- _STORED ROWS_:

* Start *

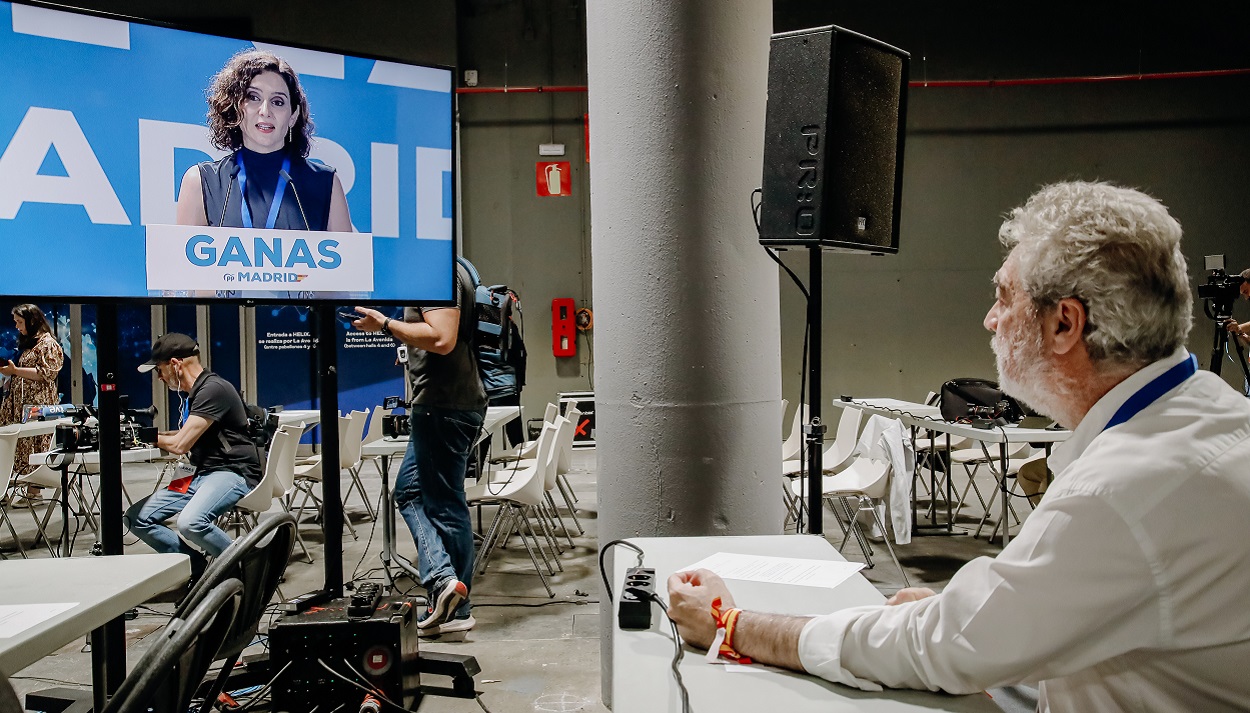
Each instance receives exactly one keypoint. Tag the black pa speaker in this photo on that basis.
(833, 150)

* End *
* Start *

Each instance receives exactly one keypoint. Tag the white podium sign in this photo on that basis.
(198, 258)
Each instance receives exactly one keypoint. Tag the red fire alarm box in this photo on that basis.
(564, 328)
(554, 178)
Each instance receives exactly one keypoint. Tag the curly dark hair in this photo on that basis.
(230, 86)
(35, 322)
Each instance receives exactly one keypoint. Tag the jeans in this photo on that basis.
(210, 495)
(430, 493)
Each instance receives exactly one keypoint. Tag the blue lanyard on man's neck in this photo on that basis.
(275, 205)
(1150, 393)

* End *

- _WHAT YOU WILL DO_: Replace "blue lanyard" with "green lanyard" in the records from the line with "Each instance receives exactly one keypoint. Tag the curly" up to and including the line with "(1150, 393)". Reproduce only those lines, leaving everything else unchanged.

- _THE SOLUTION_:
Each instance receives exactly one keypoint. Tag the curly dark hair in this photo on that basis.
(230, 86)
(35, 322)
Each instance receives exactly one keypoint. Tag the jeans in this photo on that basis.
(210, 495)
(430, 493)
Each instance receives exactly one keypoint. Tag the green lanyard on man's neck in this photo on that basis.
(275, 205)
(1150, 393)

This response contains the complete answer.